_Work instructions_:
a) In the text on soliloquy, aside, monologue, and dialogue, how long is an aside usually?
b) Carry the text on soliloquy, aside, monologue, and dialogue forward from its last sentence.

***** Text shown

Soliloquy, Aside, Monologue, Dialogue: Definitions and Examples From Shakespeare
Soliloquy, aside, monologue, and dialogue are four different dramatic devices used by classic playwrights. Shakespeare’s plays provide the best examples for learning about these four devices.
Dialogue and monologue are most often used to advance the action of a play. Soliloquy and aside are devices often used to reveal insights about individual characters, particularly in Shakespeare plays.
It is easiest to study examples of soliloquies and asides in Shakespeare’s tragedies. Monologues and dialogue are easy to spot in almost any type of play.
For our purposes, we will examine them all in the context of three of Shakespeare’s best-known plays: Romeo and Juliet, Hamlet, and Macbeth.
- Longer speech
- One character
- No others on stage can hear what is said
- Reveals inner thoughts or motives of a character
- Shorter comment
- One character
- No others on stage can hear what is said
- Comments on the action of the play
- Reveals judgments or hidden secrets.
- Longer speech
- One character
- Others onstage can hear what is said and respond to it.
- Generally reveals previous events
- Explains a character’s choice of action.
- shorter or longer speeches
- between two chanracters
- among many characters.
- Others onstage can hear and respond.
Soliloquies and Asides
Soliloquies and asides reveal hidden thoughts, conflicts, secrets, or motives. Asides are shorter than soliloquies, usually only one or two lines. Soliloquies are longer speeches, much like monologues, but more private.
Soliloquies and asides CANNOT be heard by the other characters onstage. Soliloquies and asides are spoken directly to the audience, or as private words to the self.
These two appear more often in Shakespeare’s plays than in modern or contemporary plays. They also appear in many other classic works of dramatic literature, including Greek tragedy and Melodrama.
Monologues and Dialogue
Monologues and dialogue reveal open actions and thoughts that are witnessed by all. Dialogue is a larger category, covering almost all kinds of interactions among characters. It may even contain monologues as part of a scene. Most people are familiar with dialogue as the typical construction of a play.
Monologues and dialogue CAN be heard by the other characters onstage. Monologues and dialogue are spoken directly to other characters onstage.
These two appear often in contemporary and modern plays. They are very familiar to most people who watch plays and movies.
A soliloquy is a longer speech that a character gives onstage that no one else can hear. No one except the audience, that is. Soliloquies may be spoken directly to the audience.
Most often, a soliloquy is a character speaking to himself or herself. Even if other people are present, they cannot hear what the character says.

**********
***** Provided data

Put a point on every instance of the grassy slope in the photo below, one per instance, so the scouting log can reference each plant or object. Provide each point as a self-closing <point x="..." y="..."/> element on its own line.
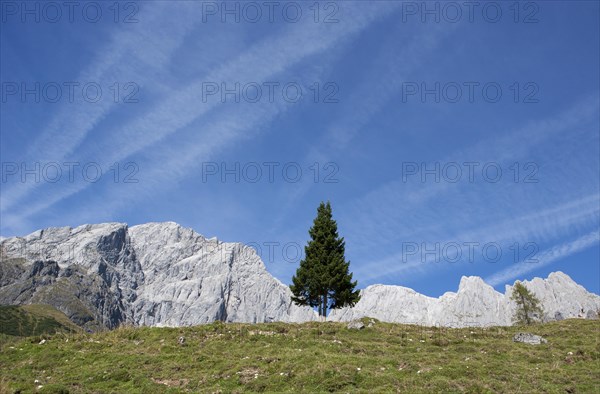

**********

_Expected responses_:
a) Usually only one or two lines.

b)
Only the audience and that character can “hear” the words
The Function of Soliloquy
In Shakespeare’s tragedies, the soliloquy always reveals something about a conflict the character is facing.
Usually this is a moral conflict, and it most often shows a darker side of the character.
A Soliloquy is Private
The soliloquy usually reveals moral struggles or internal secrets. A soliloquy is private, personal, and often very emotional. In contrast with the monologue, a soliloquy is not meant to communicate with other characters. It is entirely focused on internal struggle.
A soliloquy is:
- a longer speech
- spoken to audience or to character’s private self,
- meant to be personal- other characters onstage CANNOT hear the internal thoughts expressed
A Monologue is Not Private
The monologue usually reveals events or personal opinions. While monologues may be emotional, they are more focused on external factors. In contrast with the soliloquy, a monologue is intended to communicate directly with other characters onstage.
A monologue is
- a longer speech
- spoken to other characters
- meant to be interactive- other characters onstage CAN hear and respond to the thoughts expressed
In Act 2, Scene 1 Macbeth stands alone in the castle. He hallucinates, and talks to the audience about what he sees. By the middle of the soliloquy, Macbeth is mostly talking to himself. Throughout, he pictures a dagger hanging in front of him, dripping with blood.
He admits that the vision is only encouraging him to go toward an action he had already planned—that is, to murder King Duncan.
As he proceeds through the soliloquy, Macbeth struggles with the violence he is about to undertake. At the end, though, he has resolved the conflict, and determines that he will indeed murder the king that night.
Is this a dagger which I see before me,
The handle toward my hand? Come, let me clutch thee.
I have thee not, and yet I see thee still.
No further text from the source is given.